Problem requirements
Repeat the following entries verbatim, apart from the pictures.

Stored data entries
--------

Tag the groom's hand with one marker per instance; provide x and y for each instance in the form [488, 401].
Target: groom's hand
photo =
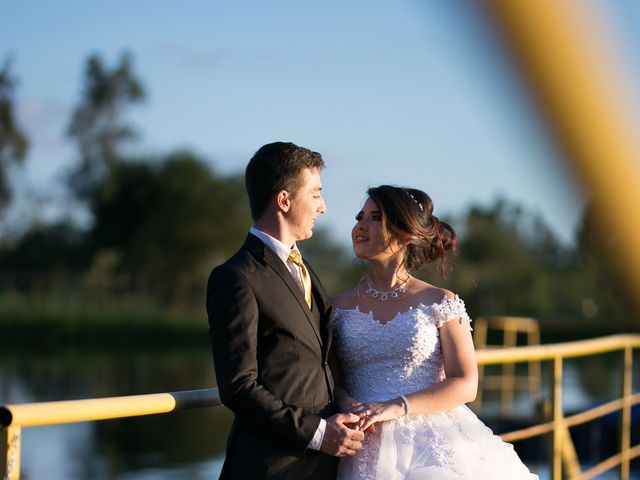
[340, 439]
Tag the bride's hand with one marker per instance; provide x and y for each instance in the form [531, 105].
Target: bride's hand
[371, 413]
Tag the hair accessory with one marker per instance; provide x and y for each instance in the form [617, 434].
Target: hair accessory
[414, 200]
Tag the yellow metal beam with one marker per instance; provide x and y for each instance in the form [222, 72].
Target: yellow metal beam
[566, 64]
[10, 453]
[578, 348]
[51, 413]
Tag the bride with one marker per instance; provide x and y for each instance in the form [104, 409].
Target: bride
[406, 356]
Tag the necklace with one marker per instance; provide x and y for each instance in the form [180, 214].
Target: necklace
[384, 296]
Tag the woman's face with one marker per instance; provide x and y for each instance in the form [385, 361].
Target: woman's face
[370, 239]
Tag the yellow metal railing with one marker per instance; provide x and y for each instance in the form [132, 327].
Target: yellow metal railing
[15, 417]
[559, 424]
[507, 382]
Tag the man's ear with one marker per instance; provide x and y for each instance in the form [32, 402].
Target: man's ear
[283, 200]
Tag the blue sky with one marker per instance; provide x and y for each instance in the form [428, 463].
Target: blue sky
[409, 92]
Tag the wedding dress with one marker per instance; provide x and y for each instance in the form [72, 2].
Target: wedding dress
[382, 361]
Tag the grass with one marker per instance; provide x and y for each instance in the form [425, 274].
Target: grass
[53, 320]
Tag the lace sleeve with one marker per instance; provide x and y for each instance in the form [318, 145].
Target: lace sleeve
[450, 308]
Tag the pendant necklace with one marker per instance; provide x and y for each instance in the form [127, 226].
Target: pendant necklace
[384, 296]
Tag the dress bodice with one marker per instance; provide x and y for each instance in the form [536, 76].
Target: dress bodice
[384, 360]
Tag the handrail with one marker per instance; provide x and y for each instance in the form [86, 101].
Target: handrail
[578, 348]
[14, 417]
[563, 451]
[70, 411]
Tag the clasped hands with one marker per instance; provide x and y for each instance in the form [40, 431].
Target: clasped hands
[344, 432]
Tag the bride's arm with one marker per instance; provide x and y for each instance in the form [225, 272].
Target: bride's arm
[459, 387]
[461, 371]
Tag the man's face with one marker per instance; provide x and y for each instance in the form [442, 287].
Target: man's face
[306, 205]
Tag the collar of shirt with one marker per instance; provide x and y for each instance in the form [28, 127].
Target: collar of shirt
[280, 249]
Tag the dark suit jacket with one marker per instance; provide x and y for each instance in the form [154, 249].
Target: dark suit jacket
[270, 355]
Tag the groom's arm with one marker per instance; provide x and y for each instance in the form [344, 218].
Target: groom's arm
[233, 321]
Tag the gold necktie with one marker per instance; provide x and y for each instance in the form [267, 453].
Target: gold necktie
[296, 258]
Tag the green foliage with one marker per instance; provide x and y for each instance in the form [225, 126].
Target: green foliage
[98, 124]
[169, 220]
[13, 142]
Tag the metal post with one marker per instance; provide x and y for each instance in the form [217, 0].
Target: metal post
[508, 371]
[10, 453]
[556, 464]
[625, 418]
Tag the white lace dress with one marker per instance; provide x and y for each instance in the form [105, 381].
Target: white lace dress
[402, 356]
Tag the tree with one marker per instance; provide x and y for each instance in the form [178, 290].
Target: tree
[13, 142]
[98, 125]
[168, 217]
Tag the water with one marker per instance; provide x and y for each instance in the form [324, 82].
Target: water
[188, 444]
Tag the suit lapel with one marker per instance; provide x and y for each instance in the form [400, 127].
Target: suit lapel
[275, 263]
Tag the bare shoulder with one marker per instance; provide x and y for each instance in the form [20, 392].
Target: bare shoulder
[346, 300]
[429, 294]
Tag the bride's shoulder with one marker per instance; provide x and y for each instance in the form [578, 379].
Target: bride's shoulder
[428, 294]
[346, 300]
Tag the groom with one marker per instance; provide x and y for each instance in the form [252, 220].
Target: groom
[270, 328]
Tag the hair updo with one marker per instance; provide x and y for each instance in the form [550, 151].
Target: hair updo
[407, 214]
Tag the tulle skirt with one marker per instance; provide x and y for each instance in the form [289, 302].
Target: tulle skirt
[454, 445]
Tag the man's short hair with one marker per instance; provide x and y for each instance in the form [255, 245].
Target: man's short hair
[275, 167]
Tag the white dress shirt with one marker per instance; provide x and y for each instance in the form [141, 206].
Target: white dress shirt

--------

Result below
Tag the groom's hand with one marker per instance; provide x and y for each instance in the form [488, 401].
Target: groom's hand
photo =
[340, 439]
Tag the bride's hand with one marker per instance; provide x and y for each instance in the form [531, 105].
Target: bride's hand
[371, 413]
Tag the hair accessory with one marker per instance; provide x and y for each instance in the form [617, 434].
Target: hair accessory
[414, 200]
Tag the yellow metal beam with one marker per instance; provide x and y for each instance in the form [222, 72].
Target: yellow metal beam
[566, 64]
[10, 453]
[578, 348]
[51, 413]
Tag the bride with one marker per instance; provide x and y for each instance in the form [104, 409].
Target: bride
[406, 356]
Tag the necklace with one marker per instance; provide x and y for each instance in the form [180, 214].
Target: necklace
[384, 296]
Tag the woman's face with one marker per instance; provide x and y for each instance in the form [385, 361].
Target: woman's face
[370, 239]
Tag the yellow metal railing with one marker per instance; provide x and y for each instance in the form [132, 327].
Target: yellow metal railing
[15, 417]
[559, 424]
[507, 382]
Tag the man's ear with one marker per instance; provide x and y for each instance in the form [32, 402].
Target: man's ear
[283, 200]
Tag the blue sky with one marker per instance; provide x and y for each instance in the form [428, 463].
Target: blue sky
[409, 92]
Tag the wedding dress with one marker per instance; provide x and y for each instance in the form [72, 2].
Target: wedding dress
[382, 361]
Tag the grass with one marker per instance; provide x and y for each instance in the form [425, 274].
Target: grass
[53, 320]
Tag the lace sleeve with one marker per instance; provide x and y for each instance in the form [318, 145].
Target: lace sleeve
[450, 308]
Tag the pendant necklace with one marker per instance; provide x and y for each instance in the form [127, 226].
Target: pendant necklace
[384, 296]
Tag the dress bodice with one marker per instance; provide x and y for each instance in the form [536, 76].
Target: dress bodice
[384, 360]
Tag the handrail with one marker per instance; provide x and y for each instance in the form [86, 101].
Target: handrail
[578, 348]
[14, 417]
[563, 451]
[70, 411]
Tag the clasped hands with one marker per instance; provide x and y for each instance in the form [40, 431].
Target: clasped hands
[344, 432]
Tag the bride's arm with one marker per instance; provide x and y for each instance in the form [225, 272].
Target: bride's arm
[459, 387]
[461, 371]
Tag the man's face with one marker per instance; provide x and y for each instance in the form [442, 287].
Target: man's face
[306, 205]
Tag the collar of shirt with one marker per instance; provide x and y for each instance in the form [28, 127].
Target: collar of shirt
[280, 249]
Tag the dark suit jacket with one marker per instance; provide x and y for each instance in the form [154, 249].
Target: dark suit jacket
[270, 355]
Tag the groom's arm with one marker per instance; provide x and y for each instance in the form [344, 218].
Target: groom's arm
[233, 321]
Tag the gold necktie with one marker per instance; provide x and y for each instance in the form [267, 453].
Target: gold necktie
[296, 258]
Tag the green foliage with one marker per instance; provide x and y for each instance in the form [225, 126].
Target: green foliage
[98, 124]
[169, 220]
[13, 142]
Tag the metal post with one marker per instance; provide x and y for each instance in the form [217, 0].
Target: metal post
[508, 371]
[10, 453]
[556, 464]
[625, 418]
Tag the white lace dress with one marker per instance; provide x and y for each instance in the form [105, 381].
Target: white lace dress
[402, 356]
Tag the tree with one marker per instance; provide x and y for each instance in the form [178, 290].
Target: tree
[13, 142]
[98, 125]
[168, 217]
Tag the water with one marker per instance; provide x and y for each instance in the form [324, 82].
Target: water
[188, 444]
Tag the suit lapel with one marker per instance; provide x and y for each instance in the form [400, 127].
Target: suit lapel
[275, 263]
Tag the bare shoulder with one marker per instance; provide x and y for each instance in the form [20, 392].
Target: bare shoulder
[346, 300]
[429, 294]
Tag the bride's shoulder with one marker per instance; provide x and y for each instance in the form [578, 379].
Target: bride's shoulder
[428, 294]
[346, 300]
Tag the groom with one marker per instance; provide x and y for each instance in the form [252, 220].
Target: groom
[270, 328]
Tag the hair updo with one marker per instance; provide x and y for each instance in the form [550, 151].
Target: hair updo
[407, 214]
Tag the tulle skirt with one marker per instance; provide x and y for each instance in the form [289, 302].
Target: tulle skirt
[454, 445]
Tag the man's short hair with one marker per instance; provide x and y for each instance in the form [255, 245].
Target: man's short hair
[275, 167]
Tag the white dress shirt with one marker per instance; provide x and y for each instance in the form [141, 206].
Target: white dress shirt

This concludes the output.